[Available data — start]

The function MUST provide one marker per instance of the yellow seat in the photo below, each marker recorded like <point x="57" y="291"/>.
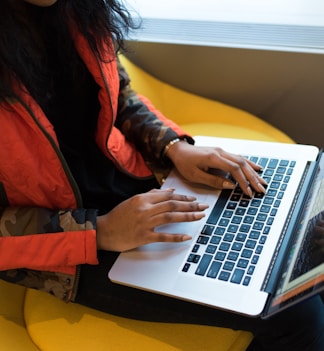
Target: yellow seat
<point x="31" y="320"/>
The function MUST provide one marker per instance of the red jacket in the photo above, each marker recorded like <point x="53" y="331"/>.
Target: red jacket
<point x="38" y="194"/>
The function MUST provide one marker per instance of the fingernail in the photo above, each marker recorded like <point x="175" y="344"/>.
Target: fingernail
<point x="170" y="189"/>
<point x="202" y="206"/>
<point x="261" y="188"/>
<point x="186" y="237"/>
<point x="228" y="185"/>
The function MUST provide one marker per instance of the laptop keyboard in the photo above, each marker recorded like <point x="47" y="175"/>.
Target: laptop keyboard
<point x="232" y="239"/>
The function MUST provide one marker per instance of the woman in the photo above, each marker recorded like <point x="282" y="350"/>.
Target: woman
<point x="79" y="149"/>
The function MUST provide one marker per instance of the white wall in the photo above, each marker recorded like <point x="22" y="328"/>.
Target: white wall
<point x="293" y="25"/>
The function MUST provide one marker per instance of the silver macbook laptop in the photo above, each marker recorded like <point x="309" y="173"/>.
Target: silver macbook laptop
<point x="249" y="256"/>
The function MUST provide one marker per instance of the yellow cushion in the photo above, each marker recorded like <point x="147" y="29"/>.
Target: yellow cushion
<point x="198" y="115"/>
<point x="14" y="335"/>
<point x="52" y="325"/>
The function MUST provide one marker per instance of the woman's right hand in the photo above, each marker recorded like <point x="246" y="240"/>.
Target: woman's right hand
<point x="132" y="223"/>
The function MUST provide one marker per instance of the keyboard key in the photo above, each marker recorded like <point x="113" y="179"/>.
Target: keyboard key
<point x="224" y="275"/>
<point x="240" y="211"/>
<point x="211" y="249"/>
<point x="193" y="258"/>
<point x="214" y="269"/>
<point x="202" y="240"/>
<point x="229" y="237"/>
<point x="220" y="256"/>
<point x="246" y="281"/>
<point x="242" y="263"/>
<point x="255" y="259"/>
<point x="241" y="237"/>
<point x="224" y="246"/>
<point x="237" y="276"/>
<point x="186" y="267"/>
<point x="232" y="256"/>
<point x="237" y="246"/>
<point x="247" y="253"/>
<point x="195" y="248"/>
<point x="208" y="229"/>
<point x="250" y="244"/>
<point x="219" y="231"/>
<point x="273" y="163"/>
<point x="203" y="265"/>
<point x="228" y="266"/>
<point x="215" y="239"/>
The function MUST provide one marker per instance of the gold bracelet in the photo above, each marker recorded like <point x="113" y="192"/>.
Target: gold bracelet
<point x="167" y="146"/>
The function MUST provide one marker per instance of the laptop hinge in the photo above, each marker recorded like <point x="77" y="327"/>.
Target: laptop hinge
<point x="289" y="229"/>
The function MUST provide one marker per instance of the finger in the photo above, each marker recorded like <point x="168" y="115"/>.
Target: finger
<point x="173" y="206"/>
<point x="242" y="170"/>
<point x="167" y="237"/>
<point x="174" y="217"/>
<point x="161" y="195"/>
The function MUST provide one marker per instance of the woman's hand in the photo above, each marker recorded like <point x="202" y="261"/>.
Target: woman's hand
<point x="194" y="164"/>
<point x="132" y="222"/>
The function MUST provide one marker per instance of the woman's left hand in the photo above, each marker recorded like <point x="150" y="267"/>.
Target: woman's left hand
<point x="195" y="163"/>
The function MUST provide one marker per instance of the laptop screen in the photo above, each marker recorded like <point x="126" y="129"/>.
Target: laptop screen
<point x="303" y="273"/>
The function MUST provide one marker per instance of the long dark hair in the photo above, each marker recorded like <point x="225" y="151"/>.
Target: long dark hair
<point x="22" y="46"/>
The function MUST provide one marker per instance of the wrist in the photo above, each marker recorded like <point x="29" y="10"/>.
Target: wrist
<point x="172" y="147"/>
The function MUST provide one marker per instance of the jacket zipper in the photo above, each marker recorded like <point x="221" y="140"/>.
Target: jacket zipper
<point x="74" y="186"/>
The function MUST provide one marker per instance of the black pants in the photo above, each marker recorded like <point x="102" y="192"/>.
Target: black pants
<point x="300" y="328"/>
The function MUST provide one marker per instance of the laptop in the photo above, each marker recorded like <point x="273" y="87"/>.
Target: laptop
<point x="255" y="256"/>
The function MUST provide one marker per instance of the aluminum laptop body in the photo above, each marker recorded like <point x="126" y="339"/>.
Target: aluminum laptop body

[Available data — finish]

**Work order:** Give back every entry word for word, and drop the pictures as you go.

**Reply to the exercise:**
The function MUST provide one marker per instance of the yellow seat in the photo below, each marker recorded like <point x="57" y="291"/>.
Target: yellow seat
<point x="31" y="320"/>
The function MUST provide one marker per instance of the red jacket in the photo above, each marker recorded like <point x="53" y="331"/>.
Target: red jacket
<point x="38" y="194"/>
The function MUST provide one marker per instance of the fingernail in the photo above, each marker recorded like <point x="175" y="344"/>.
Target: fingernail
<point x="170" y="189"/>
<point x="202" y="206"/>
<point x="261" y="188"/>
<point x="186" y="237"/>
<point x="228" y="185"/>
The function MUST provide one marker per instance of the laptop keyboard in the photo above, each marker recorded like <point x="47" y="175"/>.
Target: laptop keyboard
<point x="232" y="239"/>
The function MUST provide one marker per instance of the woman in the photo above, each marker recorded like <point x="282" y="350"/>.
Target: woman
<point x="79" y="149"/>
The function MUST provide one marker per instance of the white wall in the photo above, each marker recorded like <point x="22" y="328"/>.
Target: white wall
<point x="293" y="25"/>
The function MUST provide one marker per instance of the silver macbook laptop in the photo above, each marker recorded like <point x="309" y="173"/>.
Target: silver macbook laptop
<point x="249" y="256"/>
The function MUST provide one marker per instance of the yellow cushion in the photo above, each marker recorded like <point x="147" y="29"/>.
Target: yellow cushion
<point x="198" y="115"/>
<point x="14" y="335"/>
<point x="52" y="325"/>
The function MUST provide one marker per instance of the woman's right hand in the photo above, each marker recorded like <point x="246" y="240"/>.
Target: woman's right hand
<point x="132" y="223"/>
The function MUST provide one marker per instance of the keyboard key in the photo above, each marker recorded like <point x="113" y="179"/>.
Target: keyboard key
<point x="224" y="275"/>
<point x="240" y="211"/>
<point x="211" y="249"/>
<point x="193" y="258"/>
<point x="214" y="269"/>
<point x="202" y="240"/>
<point x="229" y="237"/>
<point x="220" y="256"/>
<point x="246" y="281"/>
<point x="242" y="263"/>
<point x="255" y="259"/>
<point x="241" y="237"/>
<point x="224" y="246"/>
<point x="237" y="276"/>
<point x="186" y="267"/>
<point x="232" y="256"/>
<point x="237" y="246"/>
<point x="247" y="253"/>
<point x="195" y="248"/>
<point x="208" y="229"/>
<point x="250" y="244"/>
<point x="219" y="231"/>
<point x="273" y="163"/>
<point x="203" y="265"/>
<point x="228" y="266"/>
<point x="215" y="239"/>
The function MUST provide one marker per instance of the gold bracelet in the photo above, each marker recorded like <point x="113" y="192"/>.
Target: gold bracelet
<point x="167" y="146"/>
The function MUST provide one marker per instance of the laptop hinge in the photo above, each marker recorded like <point x="77" y="327"/>.
Target: laptop hinge
<point x="289" y="229"/>
The function MUST provide one marker per instance of the finger in the photo above, each marker recorded like <point x="168" y="115"/>.
Target: finger
<point x="173" y="206"/>
<point x="242" y="170"/>
<point x="167" y="237"/>
<point x="174" y="217"/>
<point x="161" y="195"/>
The function MUST provide one marker per instance of the woman's hand in the photo above, each marker recorded like <point x="202" y="261"/>.
Target: woman's hand
<point x="194" y="164"/>
<point x="132" y="222"/>
The function MUST provide one marker per instance of the woman's left hand in the photo above, each marker recorded like <point x="150" y="267"/>.
Target: woman's left hand
<point x="195" y="163"/>
The function MUST provide one marker per instance of the laptop screen in the photo above, each marker recorded like <point x="126" y="129"/>.
Target: laptop screen
<point x="303" y="273"/>
The function MUST provide one marker per instance of the long dark hair in the photo above, each marker recorded like <point x="225" y="151"/>.
Target: long dark hair
<point x="22" y="46"/>
The function MUST provide one marker per instance of the wrist in the photo above, each marker recorded like <point x="29" y="10"/>.
Target: wrist
<point x="172" y="147"/>
The function MUST provide one marker per instance of the jacket zipper in the photo above, each marker recorded like <point x="221" y="140"/>.
Target: jacket zipper
<point x="74" y="186"/>
The function MUST provide one marker per instance of the black pants in the photo above, each marker recorded like <point x="102" y="192"/>.
Target: black pants
<point x="300" y="328"/>
The function MUST provide one marker per instance of the laptop in the photo above, each marker recorded like <point x="273" y="87"/>.
Target: laptop
<point x="255" y="256"/>
The function MUST provide one marker per instance of the aluminum laptop body in the photo above, each marker recorded like <point x="126" y="339"/>.
Target: aluminum laptop body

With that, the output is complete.